Passage to read ▸
Stata The Stata listserver
[Date Prev][Date Next][Thread Prev][Thread Next][Date index][Thread index]

st: Re: Kernel density estimation in a large dataset


From   "Eva Poen" <[email protected]>
To   <[email protected]>
Subject   st: Re: Kernel density estimation in a large dataset
Date   Tue, 16 Nov 2004 19:17:02 +0100

Thanks a lot for this suggestion. I am not sure whether I need equally
spaced intervals for the density estimate (this seems to be standard). I
ended up doing

kdensity x, n(1000) gen(grid dens)

sort grid
gen density =.
forvalues i = 2/19426 {
   qui count if grid < x[`i']
   qui replace density = (dens[r(N)] + dens[r(N)+1])/2 in `i'
}

While this approach works, it turns out that it takes nearly as long as
computing the densitiy for all observations in the first place. In the
meantime, I tried this in EViews (with exactly the same data, bandwidth
and N) and found that density estimation and interpolation take about 3
seconds (!) in EViews, while Stata has about 10 Minutes overall. I was
very surprised by this huge difference in speed.

Thanks again and best wishes,
Eva




Nichols, Austin wrote:

> You could
> . sort x
> . gen y=x if mod(_n,20)==0 | _n==1 | _n==_N
> . kdensity x, at(y) gen(xdens)
> . ipolate xdens x, gen(f)
>
> for example.
>
> -----Original Message-----
> From: Eva Poen [mailto:[email protected]]
> Sent: Tuesday, November 16, 2004 10:55 AM
> To: [email protected]
> Subject: st: Kernel density estimation in a large dataset
>
>
> Dear all,
>
> I want to do Kernel density estimation and local polynomial regression
> on a dataset with 20'000 observations using Stata 8.2. Computations
> using all
> observations as a grid, like in
>
> - kdensity x, at(x) gen(xdens) -
>
> take quite a long time (between 10 and 15 minutes each). So I would
> like to use a grid of, say, 1000 points, but still have density
> estimates for all my observations. That is, I want to have a variable
> xdens which contains in observation i
>
> - the exact estimated density if x[i] happens to be a grid point
> - the linear interpolation of the two densities estimated at the the
> closest grid points to the left and right of x[i]
>
> for all 20'000 observations. I was told that this is the default
> behaviour in EViews, but I have really no clue how to best implement
> this in Stata.

Requests ▸
1. Answer these questions from the thread, one per line:
(a) How many observations does the dataset have?
(b) Which version of Stata is being used?
(c) How long did density estimation and interpolation take in EViews?
2. Copy the part of the thread that runs from "Thanks a lot" up to and including "gen density =.", with every word and mark unchanged.
The records have no connection to the thread.

Listing ▸
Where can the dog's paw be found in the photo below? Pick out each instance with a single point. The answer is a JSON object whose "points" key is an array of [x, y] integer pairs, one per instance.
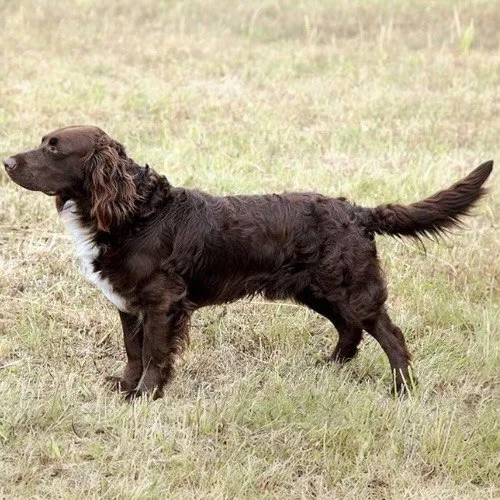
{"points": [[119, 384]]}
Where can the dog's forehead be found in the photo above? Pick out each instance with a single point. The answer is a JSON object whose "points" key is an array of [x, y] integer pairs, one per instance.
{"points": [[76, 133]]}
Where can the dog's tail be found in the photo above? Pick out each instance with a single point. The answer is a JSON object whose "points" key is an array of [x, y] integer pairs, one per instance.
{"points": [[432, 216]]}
* * *
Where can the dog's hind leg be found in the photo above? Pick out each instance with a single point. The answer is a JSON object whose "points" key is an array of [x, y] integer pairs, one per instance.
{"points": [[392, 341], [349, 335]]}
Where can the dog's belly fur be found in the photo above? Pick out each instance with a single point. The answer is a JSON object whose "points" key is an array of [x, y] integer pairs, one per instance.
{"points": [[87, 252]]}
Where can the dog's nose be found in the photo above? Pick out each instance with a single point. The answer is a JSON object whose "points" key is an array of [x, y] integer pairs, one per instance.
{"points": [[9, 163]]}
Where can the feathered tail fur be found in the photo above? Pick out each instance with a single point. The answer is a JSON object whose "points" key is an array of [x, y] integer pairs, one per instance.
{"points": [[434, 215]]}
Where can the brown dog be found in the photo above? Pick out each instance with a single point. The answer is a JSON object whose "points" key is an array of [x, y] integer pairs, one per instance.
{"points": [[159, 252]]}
---
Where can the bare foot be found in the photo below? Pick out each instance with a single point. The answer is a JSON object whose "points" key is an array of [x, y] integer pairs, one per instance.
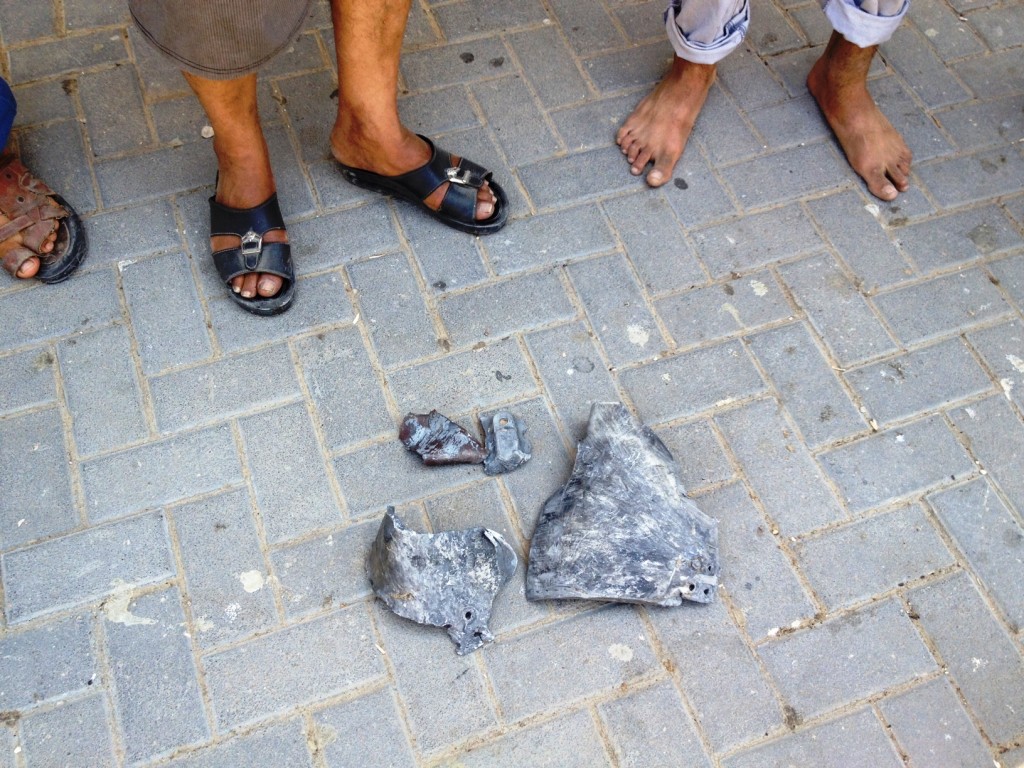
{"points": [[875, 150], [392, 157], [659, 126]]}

Outputs for the tasks ▸
1.
(a) 20'000
(b) Stata 8.2
(c) About 3 seconds

2.
Thanks a lot for this suggestion. I am not sure whether I need equally
spaced intervals for the density estimate (this seems to be standard). I
ended up doing

kdensity x, n(1000) gen(grid dens)

sort grid
gen density =.